* WHAT IS BEING ASKED: Copy the rows below word for word, leaving out the pictures.

* GIVEN RECORDS:
▬▬▬

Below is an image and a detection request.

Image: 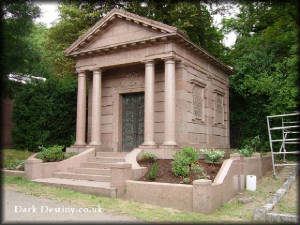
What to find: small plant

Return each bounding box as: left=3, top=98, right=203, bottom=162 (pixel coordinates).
left=141, top=152, right=157, bottom=162
left=238, top=145, right=254, bottom=157
left=182, top=177, right=191, bottom=184
left=172, top=147, right=199, bottom=177
left=148, top=163, right=158, bottom=180
left=181, top=147, right=199, bottom=163
left=191, top=164, right=203, bottom=174
left=206, top=150, right=225, bottom=162
left=37, top=145, right=64, bottom=162
left=198, top=171, right=209, bottom=180
left=64, top=152, right=78, bottom=159
left=7, top=160, right=24, bottom=170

▬▬▬

* WRITTEN SOLUTION:
Below is an image and a detection request.

Image: 
What to find: small plant

Return each bounding box as: left=3, top=98, right=203, bottom=162 (pixel coordinates).
left=141, top=152, right=157, bottom=162
left=238, top=145, right=254, bottom=157
left=182, top=177, right=191, bottom=184
left=172, top=147, right=199, bottom=177
left=148, top=163, right=158, bottom=180
left=181, top=147, right=199, bottom=163
left=191, top=164, right=203, bottom=174
left=206, top=150, right=225, bottom=162
left=37, top=145, right=64, bottom=162
left=198, top=171, right=209, bottom=180
left=64, top=152, right=78, bottom=159
left=7, top=160, right=24, bottom=170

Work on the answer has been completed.